[ABOUT THIS TASK] Please return exactly the lines from the top of the data through the line that contains "Target: farm building", and skip all pictures.

Referring expression data

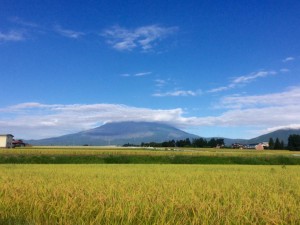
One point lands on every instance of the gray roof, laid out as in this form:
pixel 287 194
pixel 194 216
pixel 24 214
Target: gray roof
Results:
pixel 6 135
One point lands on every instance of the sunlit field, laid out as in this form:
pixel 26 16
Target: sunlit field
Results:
pixel 79 150
pixel 149 194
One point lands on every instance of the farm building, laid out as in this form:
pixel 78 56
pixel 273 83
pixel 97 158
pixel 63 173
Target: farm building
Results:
pixel 6 141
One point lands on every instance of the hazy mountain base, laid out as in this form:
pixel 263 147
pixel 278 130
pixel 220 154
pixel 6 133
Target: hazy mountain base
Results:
pixel 137 132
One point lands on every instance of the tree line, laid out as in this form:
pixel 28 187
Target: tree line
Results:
pixel 194 143
pixel 293 143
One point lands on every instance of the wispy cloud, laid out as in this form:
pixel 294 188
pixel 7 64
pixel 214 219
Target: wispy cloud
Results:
pixel 176 93
pixel 144 38
pixel 284 70
pixel 68 33
pixel 262 112
pixel 12 35
pixel 22 22
pixel 288 97
pixel 287 59
pixel 160 82
pixel 242 80
pixel 140 74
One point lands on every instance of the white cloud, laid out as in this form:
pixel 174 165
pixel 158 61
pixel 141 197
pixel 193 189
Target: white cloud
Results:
pixel 144 38
pixel 142 74
pixel 176 93
pixel 68 33
pixel 287 59
pixel 286 98
pixel 12 35
pixel 284 70
pixel 243 80
pixel 35 120
pixel 125 75
pixel 160 82
pixel 259 112
pixel 22 22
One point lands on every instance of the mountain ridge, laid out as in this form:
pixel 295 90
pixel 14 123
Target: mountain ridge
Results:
pixel 119 133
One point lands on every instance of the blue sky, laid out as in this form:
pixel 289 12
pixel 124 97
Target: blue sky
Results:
pixel 212 68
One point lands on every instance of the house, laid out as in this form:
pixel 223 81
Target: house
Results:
pixel 18 143
pixel 6 141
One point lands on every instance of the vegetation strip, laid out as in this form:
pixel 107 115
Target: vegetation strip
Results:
pixel 149 194
pixel 148 159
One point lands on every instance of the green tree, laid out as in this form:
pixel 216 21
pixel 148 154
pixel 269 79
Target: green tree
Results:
pixel 294 142
pixel 271 143
pixel 277 144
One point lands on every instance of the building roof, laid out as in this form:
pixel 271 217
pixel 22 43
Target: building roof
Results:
pixel 6 135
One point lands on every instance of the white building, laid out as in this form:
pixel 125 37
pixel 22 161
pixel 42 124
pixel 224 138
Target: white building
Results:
pixel 6 140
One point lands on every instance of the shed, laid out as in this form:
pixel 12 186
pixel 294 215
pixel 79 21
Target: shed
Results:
pixel 6 140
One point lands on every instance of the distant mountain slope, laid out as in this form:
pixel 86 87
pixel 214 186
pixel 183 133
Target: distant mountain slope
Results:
pixel 282 135
pixel 118 134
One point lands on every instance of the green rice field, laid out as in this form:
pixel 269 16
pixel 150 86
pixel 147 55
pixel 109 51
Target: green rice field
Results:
pixel 149 194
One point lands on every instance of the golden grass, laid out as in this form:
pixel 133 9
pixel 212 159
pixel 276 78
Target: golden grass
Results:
pixel 149 194
pixel 79 150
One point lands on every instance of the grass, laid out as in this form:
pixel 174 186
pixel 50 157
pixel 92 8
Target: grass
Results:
pixel 149 194
pixel 98 155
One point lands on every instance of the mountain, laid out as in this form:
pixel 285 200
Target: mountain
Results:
pixel 119 133
pixel 282 135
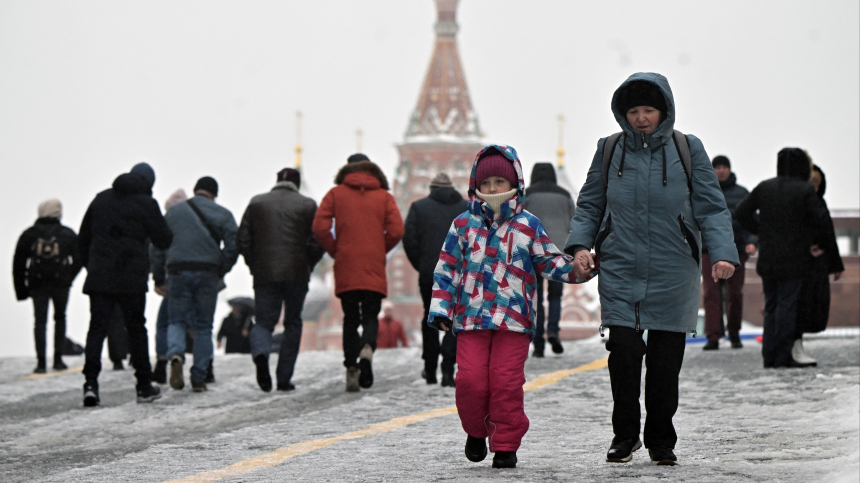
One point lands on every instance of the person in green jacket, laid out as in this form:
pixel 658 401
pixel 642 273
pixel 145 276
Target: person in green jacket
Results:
pixel 647 225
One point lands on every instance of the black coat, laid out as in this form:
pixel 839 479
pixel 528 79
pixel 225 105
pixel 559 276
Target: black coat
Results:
pixel 114 235
pixel 813 305
pixel 276 239
pixel 427 225
pixel 46 228
pixel 734 194
pixel 791 219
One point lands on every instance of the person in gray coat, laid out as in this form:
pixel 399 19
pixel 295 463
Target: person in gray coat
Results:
pixel 196 263
pixel 554 207
pixel 279 247
pixel 647 226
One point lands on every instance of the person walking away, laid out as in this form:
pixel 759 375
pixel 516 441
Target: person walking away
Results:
pixel 43 268
pixel 711 291
pixel 554 207
pixel 236 327
pixel 483 289
pixel 646 215
pixel 190 274
pixel 390 329
pixel 159 374
pixel 427 224
pixel 813 306
pixel 367 225
pixel 112 244
pixel 278 245
pixel 791 221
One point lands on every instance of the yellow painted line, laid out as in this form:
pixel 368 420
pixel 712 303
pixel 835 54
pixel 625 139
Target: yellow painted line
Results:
pixel 55 373
pixel 280 455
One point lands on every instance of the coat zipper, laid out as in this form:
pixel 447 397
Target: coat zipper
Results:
pixel 636 309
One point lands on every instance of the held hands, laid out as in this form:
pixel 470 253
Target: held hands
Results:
pixel 583 264
pixel 444 324
pixel 722 270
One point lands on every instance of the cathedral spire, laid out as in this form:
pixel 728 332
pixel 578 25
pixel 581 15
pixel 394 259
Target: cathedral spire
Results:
pixel 444 111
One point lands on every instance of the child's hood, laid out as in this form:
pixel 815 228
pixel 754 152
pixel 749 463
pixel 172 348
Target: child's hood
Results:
pixel 516 207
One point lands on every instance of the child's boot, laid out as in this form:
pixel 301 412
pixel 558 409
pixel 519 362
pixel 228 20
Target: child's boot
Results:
pixel 476 448
pixel 505 459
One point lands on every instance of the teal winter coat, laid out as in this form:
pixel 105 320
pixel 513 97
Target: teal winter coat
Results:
pixel 647 226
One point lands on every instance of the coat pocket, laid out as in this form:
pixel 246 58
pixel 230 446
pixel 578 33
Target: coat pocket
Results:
pixel 601 237
pixel 689 239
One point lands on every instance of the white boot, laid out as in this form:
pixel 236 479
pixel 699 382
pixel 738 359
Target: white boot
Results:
pixel 798 355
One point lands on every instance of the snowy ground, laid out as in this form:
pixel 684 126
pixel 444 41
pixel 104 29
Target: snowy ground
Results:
pixel 736 422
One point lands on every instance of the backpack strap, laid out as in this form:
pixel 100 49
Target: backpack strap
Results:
pixel 682 144
pixel 607 155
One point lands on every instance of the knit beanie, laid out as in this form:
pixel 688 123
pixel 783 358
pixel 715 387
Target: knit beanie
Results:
pixel 494 163
pixel 51 208
pixel 721 161
pixel 641 93
pixel 207 183
pixel 357 157
pixel 441 180
pixel 145 171
pixel 292 175
pixel 177 197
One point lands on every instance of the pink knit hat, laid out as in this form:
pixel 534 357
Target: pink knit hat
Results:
pixel 494 163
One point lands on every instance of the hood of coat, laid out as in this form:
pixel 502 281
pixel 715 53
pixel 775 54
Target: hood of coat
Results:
pixel 132 184
pixel 793 163
pixel 446 196
pixel 363 174
pixel 664 130
pixel 479 207
pixel 543 172
pixel 729 182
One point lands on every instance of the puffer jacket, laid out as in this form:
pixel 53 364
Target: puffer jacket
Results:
pixel 114 235
pixel 367 224
pixel 275 236
pixel 647 226
pixel 487 271
pixel 193 246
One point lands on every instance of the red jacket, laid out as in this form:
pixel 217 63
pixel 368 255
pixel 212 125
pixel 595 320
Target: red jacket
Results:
pixel 390 331
pixel 367 225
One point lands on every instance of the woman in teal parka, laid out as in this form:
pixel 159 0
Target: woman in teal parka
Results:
pixel 647 226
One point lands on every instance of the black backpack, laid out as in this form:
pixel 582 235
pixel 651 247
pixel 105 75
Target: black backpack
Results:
pixel 46 263
pixel 682 145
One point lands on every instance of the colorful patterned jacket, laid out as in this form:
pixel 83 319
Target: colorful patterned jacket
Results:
pixel 486 274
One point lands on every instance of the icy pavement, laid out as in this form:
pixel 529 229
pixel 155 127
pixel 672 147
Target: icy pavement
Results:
pixel 736 422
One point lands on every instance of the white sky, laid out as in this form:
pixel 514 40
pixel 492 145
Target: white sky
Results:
pixel 197 88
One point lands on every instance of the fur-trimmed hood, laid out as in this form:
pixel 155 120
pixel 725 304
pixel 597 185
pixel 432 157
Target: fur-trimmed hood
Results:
pixel 366 167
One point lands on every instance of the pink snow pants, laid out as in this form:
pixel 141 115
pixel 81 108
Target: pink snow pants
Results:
pixel 489 386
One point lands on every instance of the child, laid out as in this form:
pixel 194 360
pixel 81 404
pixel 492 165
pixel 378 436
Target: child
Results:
pixel 483 288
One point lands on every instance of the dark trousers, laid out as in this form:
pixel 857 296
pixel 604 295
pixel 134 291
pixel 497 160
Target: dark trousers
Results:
pixel 554 292
pixel 664 355
pixel 360 308
pixel 711 299
pixel 430 340
pixel 102 307
pixel 268 300
pixel 41 298
pixel 780 316
pixel 117 337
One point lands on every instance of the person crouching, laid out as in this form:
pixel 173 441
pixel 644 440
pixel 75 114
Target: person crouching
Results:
pixel 483 289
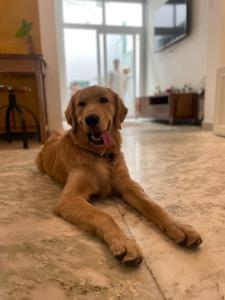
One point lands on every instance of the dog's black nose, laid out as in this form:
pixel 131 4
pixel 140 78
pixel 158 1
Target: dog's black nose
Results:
pixel 92 120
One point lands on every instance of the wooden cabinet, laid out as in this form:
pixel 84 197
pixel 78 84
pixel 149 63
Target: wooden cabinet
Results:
pixel 170 107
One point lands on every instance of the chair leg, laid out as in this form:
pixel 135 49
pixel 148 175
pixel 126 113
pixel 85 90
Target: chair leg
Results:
pixel 7 125
pixel 23 126
pixel 35 119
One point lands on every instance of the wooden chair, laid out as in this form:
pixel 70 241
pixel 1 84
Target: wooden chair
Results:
pixel 12 108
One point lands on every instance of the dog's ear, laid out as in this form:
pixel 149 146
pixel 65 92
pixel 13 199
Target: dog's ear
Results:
pixel 121 111
pixel 70 113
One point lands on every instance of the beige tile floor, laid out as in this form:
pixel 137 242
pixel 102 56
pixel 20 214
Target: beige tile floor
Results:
pixel 43 257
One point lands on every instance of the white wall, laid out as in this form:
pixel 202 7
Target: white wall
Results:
pixel 216 54
pixel 47 15
pixel 184 62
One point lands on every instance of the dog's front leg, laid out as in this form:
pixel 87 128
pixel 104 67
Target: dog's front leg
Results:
pixel 134 194
pixel 74 207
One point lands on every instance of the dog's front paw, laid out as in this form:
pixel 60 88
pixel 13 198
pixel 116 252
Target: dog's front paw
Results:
pixel 183 234
pixel 127 251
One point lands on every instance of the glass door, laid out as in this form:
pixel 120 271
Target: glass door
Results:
pixel 81 58
pixel 120 67
pixel 102 45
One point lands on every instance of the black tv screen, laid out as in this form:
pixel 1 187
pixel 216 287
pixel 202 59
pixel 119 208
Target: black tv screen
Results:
pixel 172 21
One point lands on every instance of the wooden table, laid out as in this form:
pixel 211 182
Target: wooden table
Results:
pixel 170 107
pixel 35 65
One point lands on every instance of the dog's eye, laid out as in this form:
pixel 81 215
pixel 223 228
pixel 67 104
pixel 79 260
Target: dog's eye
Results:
pixel 81 103
pixel 104 100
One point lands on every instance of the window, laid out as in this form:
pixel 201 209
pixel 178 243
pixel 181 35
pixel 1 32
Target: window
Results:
pixel 123 14
pixel 83 12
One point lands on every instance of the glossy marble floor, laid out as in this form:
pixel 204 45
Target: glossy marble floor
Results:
pixel 43 257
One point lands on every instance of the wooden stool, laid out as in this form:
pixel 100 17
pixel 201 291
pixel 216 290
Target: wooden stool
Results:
pixel 13 107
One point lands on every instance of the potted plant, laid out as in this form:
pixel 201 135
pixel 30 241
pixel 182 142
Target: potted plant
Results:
pixel 24 32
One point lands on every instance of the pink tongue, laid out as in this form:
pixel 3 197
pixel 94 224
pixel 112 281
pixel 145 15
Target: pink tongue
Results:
pixel 107 139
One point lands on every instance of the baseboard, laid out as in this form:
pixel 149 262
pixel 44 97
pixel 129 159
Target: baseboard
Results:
pixel 207 126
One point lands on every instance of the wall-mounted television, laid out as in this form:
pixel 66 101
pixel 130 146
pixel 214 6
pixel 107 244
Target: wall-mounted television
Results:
pixel 172 23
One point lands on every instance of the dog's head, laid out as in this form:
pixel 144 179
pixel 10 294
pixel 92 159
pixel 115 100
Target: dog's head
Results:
pixel 97 113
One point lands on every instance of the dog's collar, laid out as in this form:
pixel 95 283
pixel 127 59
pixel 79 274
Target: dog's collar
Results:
pixel 108 155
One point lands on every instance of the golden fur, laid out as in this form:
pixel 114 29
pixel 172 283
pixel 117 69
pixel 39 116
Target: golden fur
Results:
pixel 86 169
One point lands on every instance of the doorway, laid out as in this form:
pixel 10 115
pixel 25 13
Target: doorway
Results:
pixel 95 33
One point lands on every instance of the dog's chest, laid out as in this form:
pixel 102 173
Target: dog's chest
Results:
pixel 103 172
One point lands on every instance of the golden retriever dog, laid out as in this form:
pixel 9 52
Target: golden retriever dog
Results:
pixel 87 160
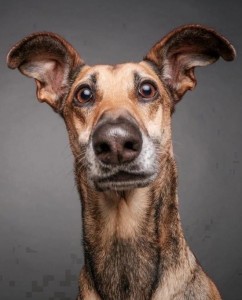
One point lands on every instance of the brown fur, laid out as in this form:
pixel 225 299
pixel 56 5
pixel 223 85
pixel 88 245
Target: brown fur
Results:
pixel 133 241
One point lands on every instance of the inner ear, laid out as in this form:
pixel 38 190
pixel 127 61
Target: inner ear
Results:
pixel 185 48
pixel 51 61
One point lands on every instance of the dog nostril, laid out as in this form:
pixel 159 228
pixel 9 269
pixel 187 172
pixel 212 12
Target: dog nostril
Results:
pixel 131 146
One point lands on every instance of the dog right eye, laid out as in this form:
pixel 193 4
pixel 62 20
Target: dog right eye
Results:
pixel 84 95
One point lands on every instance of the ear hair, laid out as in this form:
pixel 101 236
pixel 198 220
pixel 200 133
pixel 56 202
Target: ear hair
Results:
pixel 183 49
pixel 50 60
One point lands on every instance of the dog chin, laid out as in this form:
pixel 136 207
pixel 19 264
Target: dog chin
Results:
pixel 123 182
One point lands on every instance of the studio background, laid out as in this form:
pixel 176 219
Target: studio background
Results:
pixel 40 213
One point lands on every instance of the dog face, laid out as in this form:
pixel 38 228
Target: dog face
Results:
pixel 121 117
pixel 118 117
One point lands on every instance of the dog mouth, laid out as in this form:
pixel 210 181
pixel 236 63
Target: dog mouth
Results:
pixel 123 180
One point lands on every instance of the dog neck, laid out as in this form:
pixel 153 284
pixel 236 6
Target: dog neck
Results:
pixel 131 238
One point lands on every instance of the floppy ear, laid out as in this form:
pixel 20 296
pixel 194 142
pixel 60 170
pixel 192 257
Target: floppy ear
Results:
pixel 50 60
pixel 185 48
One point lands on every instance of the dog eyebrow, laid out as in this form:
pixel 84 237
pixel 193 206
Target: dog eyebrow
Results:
pixel 137 79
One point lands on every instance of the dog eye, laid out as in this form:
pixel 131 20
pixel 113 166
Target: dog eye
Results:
pixel 147 90
pixel 84 95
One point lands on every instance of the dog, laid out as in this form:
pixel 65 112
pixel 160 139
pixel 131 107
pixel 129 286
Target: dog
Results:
pixel 118 118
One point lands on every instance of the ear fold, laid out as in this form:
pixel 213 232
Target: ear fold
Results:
pixel 50 60
pixel 185 48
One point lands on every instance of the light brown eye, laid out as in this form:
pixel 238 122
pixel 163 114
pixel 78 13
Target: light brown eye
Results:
pixel 84 95
pixel 147 90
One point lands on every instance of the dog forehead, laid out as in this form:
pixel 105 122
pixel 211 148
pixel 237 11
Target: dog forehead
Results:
pixel 116 75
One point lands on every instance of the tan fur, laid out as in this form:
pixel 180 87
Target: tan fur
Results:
pixel 134 245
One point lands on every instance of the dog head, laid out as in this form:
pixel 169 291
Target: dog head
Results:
pixel 118 117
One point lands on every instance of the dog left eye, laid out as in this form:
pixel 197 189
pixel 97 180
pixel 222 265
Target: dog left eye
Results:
pixel 84 95
pixel 147 90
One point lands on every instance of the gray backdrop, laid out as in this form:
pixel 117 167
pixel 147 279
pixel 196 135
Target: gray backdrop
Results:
pixel 40 224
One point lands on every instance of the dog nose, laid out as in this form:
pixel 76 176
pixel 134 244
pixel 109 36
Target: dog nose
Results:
pixel 117 141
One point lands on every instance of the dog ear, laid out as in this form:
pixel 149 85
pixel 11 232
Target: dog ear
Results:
pixel 50 60
pixel 183 49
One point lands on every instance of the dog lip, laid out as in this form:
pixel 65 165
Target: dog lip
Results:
pixel 123 176
pixel 123 180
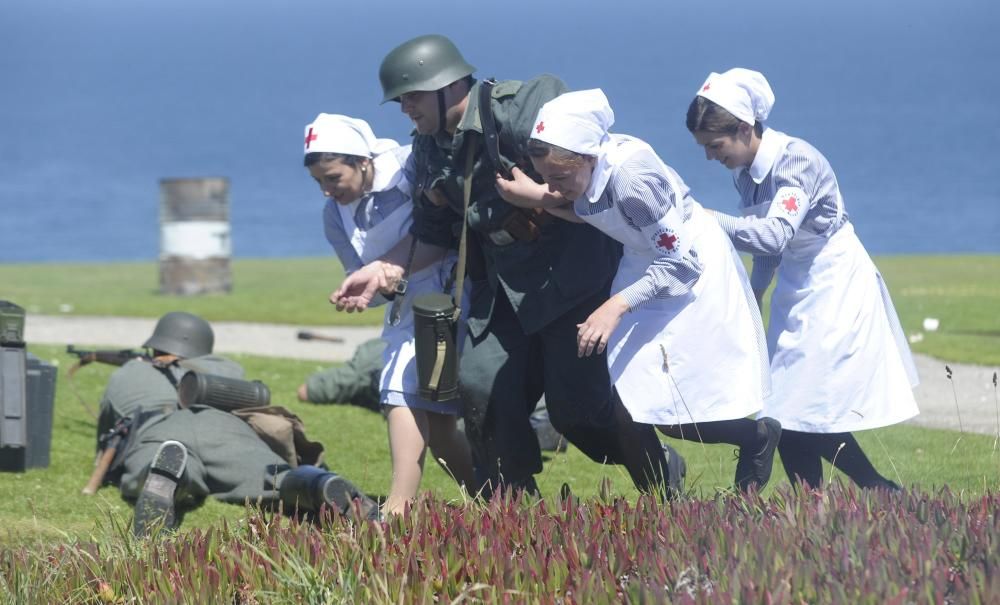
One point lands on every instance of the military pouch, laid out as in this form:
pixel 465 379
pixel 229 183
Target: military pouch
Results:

[RESULT]
One point lands on every instance of the gray roof, laid out as in this form:
pixel 287 194
pixel 194 216
pixel 24 214
Target: gray roof
Results:
pixel 6 135
One point lands on every instance of the sunlit field, laid out as in this form:
pixel 26 16
Target: sunlit field
Results:
pixel 79 150
pixel 149 194
One point lands on every instance of the farm building, laid out as in this form:
pixel 78 56
pixel 273 83
pixel 97 158
pixel 63 173
Target: farm building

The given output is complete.